* _Instructions for the task_:
Collect every line below that contains the word "white", and copy each such line in full.

* _Source material_:
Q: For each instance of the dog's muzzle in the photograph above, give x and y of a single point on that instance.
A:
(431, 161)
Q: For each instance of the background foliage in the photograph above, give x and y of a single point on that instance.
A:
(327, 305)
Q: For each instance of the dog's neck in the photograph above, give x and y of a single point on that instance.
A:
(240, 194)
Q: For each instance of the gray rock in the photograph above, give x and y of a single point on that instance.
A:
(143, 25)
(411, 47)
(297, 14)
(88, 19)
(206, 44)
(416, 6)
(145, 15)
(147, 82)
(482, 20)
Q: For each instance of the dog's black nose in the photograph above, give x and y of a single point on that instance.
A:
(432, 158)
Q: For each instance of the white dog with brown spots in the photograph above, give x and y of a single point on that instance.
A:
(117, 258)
---
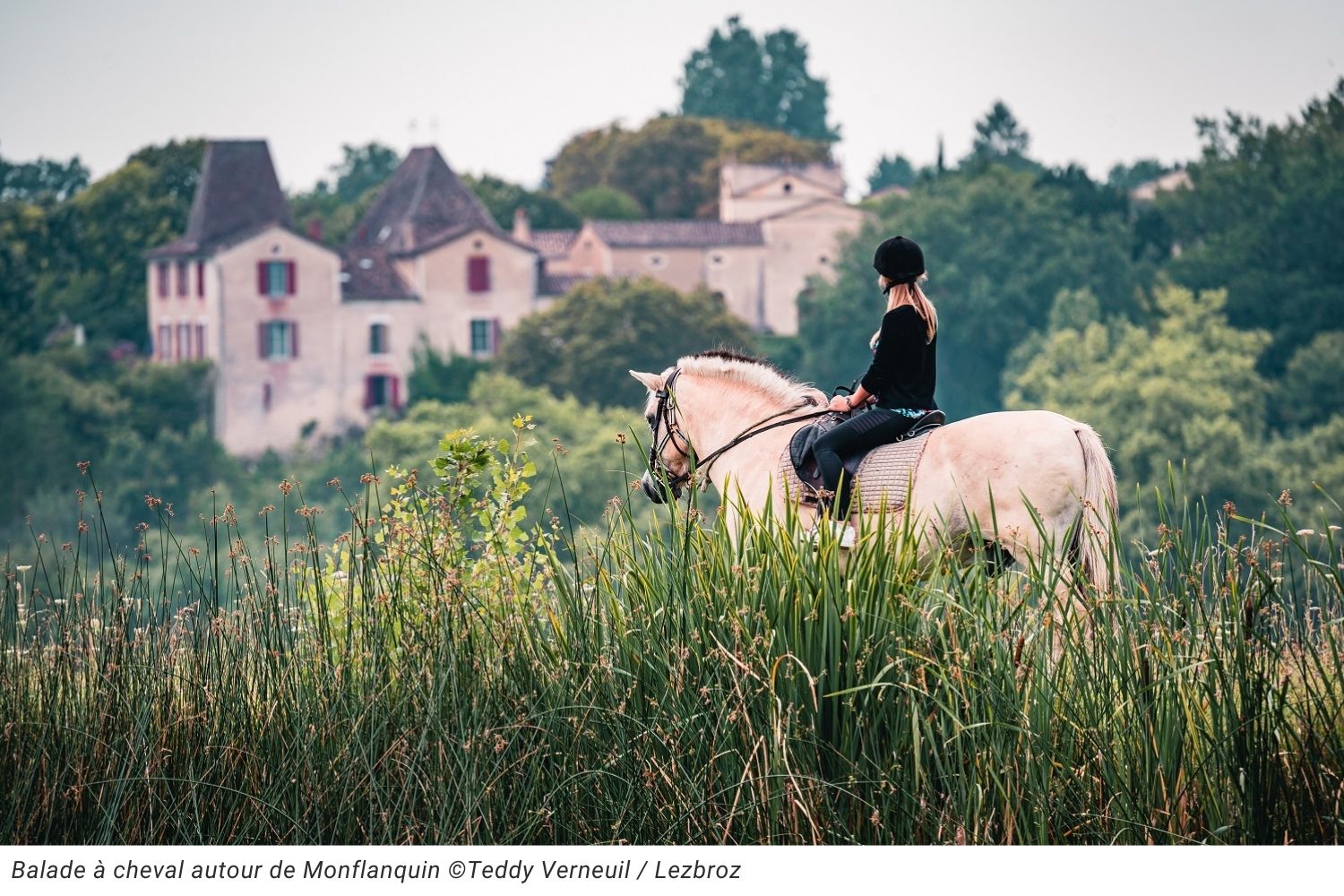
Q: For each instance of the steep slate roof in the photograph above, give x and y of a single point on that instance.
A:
--
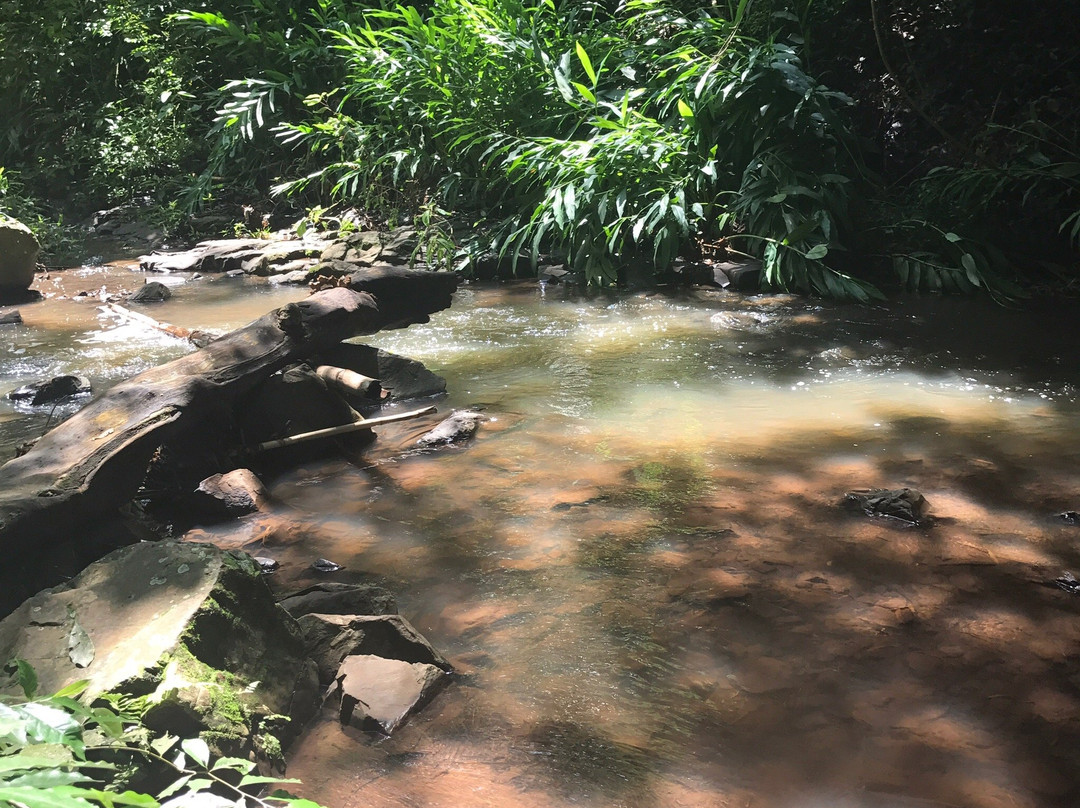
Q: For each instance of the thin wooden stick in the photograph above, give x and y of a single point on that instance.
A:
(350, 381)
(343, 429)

* _Answer for the task_:
Q: For each instance of the white dog with brown spots in the photograph above, give x and y of a single point on that instance.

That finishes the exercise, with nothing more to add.